[What to produce]:
Copy out all of the data that follows, exactly as it appears.

[Stored records]:
==================================================

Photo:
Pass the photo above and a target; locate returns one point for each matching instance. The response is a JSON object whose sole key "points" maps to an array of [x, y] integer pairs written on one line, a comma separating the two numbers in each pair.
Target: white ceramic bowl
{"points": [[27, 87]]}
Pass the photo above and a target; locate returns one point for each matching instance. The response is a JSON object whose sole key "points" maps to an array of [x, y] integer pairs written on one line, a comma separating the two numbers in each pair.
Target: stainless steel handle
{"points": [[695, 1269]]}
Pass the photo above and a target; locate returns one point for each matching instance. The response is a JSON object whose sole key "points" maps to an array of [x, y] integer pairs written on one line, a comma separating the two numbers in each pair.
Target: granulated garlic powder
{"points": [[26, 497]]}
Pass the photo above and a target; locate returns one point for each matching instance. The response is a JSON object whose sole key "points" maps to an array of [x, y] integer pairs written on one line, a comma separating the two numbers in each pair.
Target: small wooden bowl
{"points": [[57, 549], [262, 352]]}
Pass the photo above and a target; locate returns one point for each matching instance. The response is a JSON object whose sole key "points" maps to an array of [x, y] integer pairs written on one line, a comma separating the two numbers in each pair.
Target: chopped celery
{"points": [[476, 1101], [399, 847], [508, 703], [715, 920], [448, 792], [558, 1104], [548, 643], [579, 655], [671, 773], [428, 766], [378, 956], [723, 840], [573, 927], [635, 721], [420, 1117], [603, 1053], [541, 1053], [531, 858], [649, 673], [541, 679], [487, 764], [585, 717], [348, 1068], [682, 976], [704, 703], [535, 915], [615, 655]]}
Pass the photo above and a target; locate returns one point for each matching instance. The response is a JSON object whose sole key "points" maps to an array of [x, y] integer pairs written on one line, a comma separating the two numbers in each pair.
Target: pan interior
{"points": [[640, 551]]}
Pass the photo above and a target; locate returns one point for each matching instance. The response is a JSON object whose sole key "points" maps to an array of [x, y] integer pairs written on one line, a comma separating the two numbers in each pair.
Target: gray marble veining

==================================================

[Task response]:
Photo:
Pass the photo above and a target; locate returns one point for each matching instance. The response is a JSON object whose sole key "points" maps to an array of [x, y] integer pairs written on one line, a comma separating the two numbers in each pair.
Target: white ceramic bowl
{"points": [[27, 87]]}
Pass the photo above and a target; locate returns one point for each matching instance. The response is a JSON object whose sole key "points" maps to an array of [x, y] integer pairs written on one line, a comma separating the two numbers in each pair.
Target: stainless steel handle
{"points": [[695, 1269]]}
Pass the photo above and a target; locate returns one point for each matching instance. The response is a JSON object whose sole key "points" maps to an array of [x, y] integer pairs written on one line, a comma separating the two numbers in each pair.
Target: granulated garlic powder
{"points": [[26, 497]]}
Pass the photo above and a target; locate returns one point for each matching instance. The response is a JSON object whose sole key "points" maps to an array of [x, y] integer pairs written on one line, a comma separating the two numbers in each pair.
Target: small wooden bowl
{"points": [[57, 549], [262, 352]]}
Pass the photo above and a target; locate returns one point for each matching instance. The response is a JSON object whose sole key "points" maps to an array of [x, y] integer pairs written on one line, a comma separating the two numbers in each pair.
Target: chopped celery
{"points": [[476, 1101], [399, 847], [508, 703], [715, 920], [448, 792], [558, 1104], [548, 643], [579, 655], [671, 773], [428, 766], [378, 956], [723, 840], [573, 927], [635, 721], [420, 1117], [603, 1053], [541, 1053], [531, 858], [649, 673], [541, 679], [487, 764], [585, 717], [348, 1068], [682, 976], [704, 703], [535, 915], [615, 655]]}
Pass the photo above and a target; locate returns one point for each matching instance. The response is a JSON object whose sole key "points" maps to an array of [x, y] integer pairs written on one line, a comma separating the two numbers in each pair.
Target: pan interior
{"points": [[640, 551]]}
Pass the photo above and a target; locate returns one point for each matching instance. The response is a JSON object whose sole key "points" maps to an array of [x, y] integer pairs written on one line, a comma separating the two numbers in each pair.
Target: gray marble veining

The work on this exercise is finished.